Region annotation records
========

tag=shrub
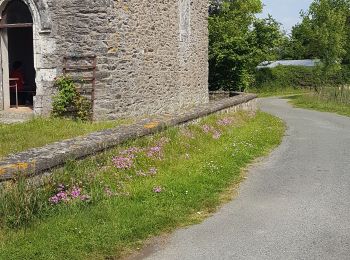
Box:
[252,66,350,91]
[52,76,92,121]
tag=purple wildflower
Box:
[153,186,163,193]
[119,147,142,159]
[49,195,60,204]
[70,186,81,199]
[57,184,66,191]
[202,125,211,134]
[113,156,134,169]
[104,187,114,197]
[213,131,221,139]
[147,145,162,158]
[148,167,158,175]
[218,118,232,126]
[80,194,91,201]
[136,171,147,177]
[56,191,69,201]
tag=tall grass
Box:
[0,118,131,158]
[290,86,350,116]
[0,112,284,260]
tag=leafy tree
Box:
[209,0,282,90]
[289,0,350,69]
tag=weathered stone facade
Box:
[0,0,209,119]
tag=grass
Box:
[0,112,285,260]
[288,89,350,116]
[0,118,132,158]
[248,88,310,97]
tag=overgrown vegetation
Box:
[52,76,92,121]
[209,0,350,93]
[0,118,131,158]
[248,65,350,93]
[0,112,284,260]
[289,86,350,116]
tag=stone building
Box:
[0,0,208,119]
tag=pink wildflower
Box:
[147,145,162,158]
[136,171,147,177]
[153,186,163,193]
[218,118,232,126]
[202,125,211,134]
[49,195,60,204]
[213,131,221,139]
[70,186,81,199]
[113,156,134,169]
[148,167,158,175]
[104,187,114,197]
[80,194,91,201]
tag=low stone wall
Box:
[0,94,256,182]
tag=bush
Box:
[252,66,350,91]
[52,76,92,121]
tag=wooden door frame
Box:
[0,23,34,110]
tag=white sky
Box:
[259,0,312,33]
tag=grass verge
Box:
[288,94,350,116]
[0,112,285,260]
[0,118,131,158]
[248,88,310,97]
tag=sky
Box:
[259,0,312,33]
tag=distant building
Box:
[256,59,320,69]
[0,0,209,120]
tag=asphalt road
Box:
[144,99,350,260]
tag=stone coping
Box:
[0,94,257,182]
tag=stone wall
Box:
[30,0,209,119]
[0,94,257,184]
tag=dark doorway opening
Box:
[4,0,36,107]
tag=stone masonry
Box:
[0,0,209,120]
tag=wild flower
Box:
[49,184,90,205]
[70,186,81,199]
[213,131,221,139]
[119,147,143,159]
[181,128,195,139]
[153,186,163,193]
[202,125,211,134]
[217,117,232,126]
[49,195,60,204]
[136,171,147,177]
[104,187,115,197]
[80,194,91,201]
[148,167,158,175]
[157,136,170,146]
[57,184,66,191]
[147,145,162,159]
[112,156,134,170]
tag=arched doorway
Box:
[0,0,36,109]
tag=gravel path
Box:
[144,98,350,260]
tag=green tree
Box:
[209,0,282,90]
[289,0,350,69]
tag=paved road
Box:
[142,99,350,260]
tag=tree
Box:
[290,0,350,69]
[209,0,282,90]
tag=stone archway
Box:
[0,0,51,110]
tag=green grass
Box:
[0,118,131,158]
[0,112,285,260]
[288,90,350,116]
[248,88,310,97]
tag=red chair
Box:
[10,78,19,109]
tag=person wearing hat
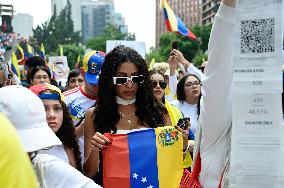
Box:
[29,83,82,172]
[63,51,105,159]
[0,86,100,188]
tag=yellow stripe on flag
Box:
[155,126,183,188]
[162,0,178,32]
[11,51,21,79]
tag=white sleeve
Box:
[35,154,101,188]
[199,4,235,147]
[12,74,21,85]
[186,64,205,82]
[169,74,178,95]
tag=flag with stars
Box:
[103,127,183,188]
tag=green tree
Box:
[86,25,135,52]
[33,1,81,53]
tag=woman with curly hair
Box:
[83,45,187,185]
[30,84,82,172]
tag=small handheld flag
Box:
[161,0,196,40]
[103,127,183,188]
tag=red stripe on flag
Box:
[188,30,196,40]
[165,19,172,31]
[103,134,130,188]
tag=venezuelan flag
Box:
[161,0,196,40]
[40,43,45,59]
[27,44,34,58]
[17,44,25,65]
[11,51,21,79]
[103,127,183,188]
[59,45,63,56]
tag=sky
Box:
[0,0,156,50]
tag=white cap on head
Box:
[0,85,62,152]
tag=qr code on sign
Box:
[241,18,275,54]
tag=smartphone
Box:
[177,118,190,130]
[172,40,177,50]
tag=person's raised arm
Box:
[199,0,235,147]
[83,108,111,177]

========

Problem details :: Reproduce every one of the records above verbatim, leaving out the pictures.

Completed exercise ::
tag=shrub
Box:
[252,66,350,91]
[52,76,92,121]
tag=purple wildflower
Box:
[153,186,163,193]
[119,147,142,159]
[49,195,60,204]
[70,186,81,199]
[57,184,66,191]
[202,125,211,134]
[113,156,134,169]
[104,187,114,197]
[213,131,221,139]
[147,145,162,158]
[148,167,158,175]
[218,118,232,126]
[80,194,91,201]
[136,171,147,177]
[56,191,69,201]
tag=tall grass
Box:
[0,118,131,158]
[290,86,350,116]
[0,112,284,260]
tag=leafy tree
Box:
[209,0,282,90]
[289,0,350,69]
tag=weathered stone facade
Box:
[0,0,209,119]
tag=grass
Box:
[0,112,285,260]
[288,89,350,116]
[0,118,132,158]
[248,88,310,97]
tag=overgrown vegetation
Box:
[52,76,92,121]
[209,0,350,93]
[0,118,131,158]
[248,65,350,93]
[0,112,284,260]
[289,86,350,116]
tag=stone building
Box:
[0,0,208,119]
tag=pink wildflower
Box:
[147,145,162,158]
[136,171,147,177]
[153,186,163,193]
[218,118,232,126]
[202,125,211,134]
[49,195,60,204]
[213,131,221,139]
[70,186,81,199]
[113,156,134,169]
[148,167,158,175]
[104,187,114,197]
[80,194,91,201]
tag=low stone wall
Box:
[0,94,256,182]
tag=bush
Box:
[252,66,350,91]
[52,76,92,121]
tag=wooden door frame
Box:
[0,23,34,110]
tag=white sky
Box:
[259,0,312,33]
tag=grass verge
Box:
[288,94,350,116]
[0,112,285,260]
[0,118,131,158]
[248,88,310,97]
tag=sky
Box:
[259,0,312,33]
tag=distant building
Box:
[256,59,320,69]
[0,0,209,120]
tag=asphalt road
Box:
[144,99,350,260]
tag=stone coping
Box:
[0,94,257,182]
tag=stone wall
Box:
[30,0,209,119]
[0,94,257,184]
tag=dark doorway opening
Box:
[4,0,36,107]
tag=stone masonry
Box:
[0,0,209,120]
tag=wild flower
Box:
[49,184,90,205]
[70,186,81,199]
[213,131,221,139]
[119,147,143,159]
[181,128,195,139]
[153,186,163,193]
[202,125,211,134]
[217,117,232,126]
[49,195,60,204]
[136,171,147,177]
[104,187,115,197]
[80,194,91,201]
[148,167,158,175]
[157,136,170,146]
[57,184,66,191]
[147,145,162,159]
[112,156,134,170]
tag=arched doorway
Box:
[0,0,36,109]
tag=gravel path
Box:
[144,98,350,260]
tag=green tree
Box:
[209,0,282,90]
[289,0,350,69]
tag=paved road
Box:
[142,99,350,260]
tag=tree
Box:
[290,0,350,69]
[209,0,282,90]
tag=stone archway
Box:
[0,0,51,110]
tag=green grass
Box:
[0,118,131,158]
[0,112,285,260]
[288,90,350,116]
[248,88,310,97]
tag=red chair
Box:
[10,78,19,109]
tag=person wearing hat
Box:
[29,83,82,172]
[63,51,105,159]
[0,86,100,188]
tag=yellow stripe on flag
Box:
[155,126,183,188]
[162,0,178,32]
[11,51,21,79]
tag=white sleeve
Box:
[35,154,101,188]
[199,4,235,147]
[12,74,21,85]
[186,64,205,82]
[169,74,178,95]
tag=flag with stars
Box:
[103,127,183,188]
tag=green tree
Box:
[86,25,135,52]
[33,1,81,53]
tag=woman with curly hair
Box:
[83,45,187,185]
[30,84,82,172]
tag=small handheld flag
Box:
[161,0,196,40]
[103,127,183,188]
tag=red stripe on flag
Box:
[188,30,196,40]
[165,19,172,31]
[103,134,130,188]
tag=venezuelan flag
Box:
[161,0,196,40]
[40,43,45,59]
[27,44,34,58]
[17,44,25,65]
[11,51,21,79]
[103,127,183,188]
[59,45,63,56]
tag=sky
Box:
[0,0,156,50]
tag=white cap on head
Box:
[0,85,62,152]
tag=qr code on sign
Box:
[241,18,275,54]
tag=smartphone
Box:
[177,118,190,130]
[172,40,177,50]
tag=person's raised arm
Box:
[199,0,235,147]
[83,108,111,177]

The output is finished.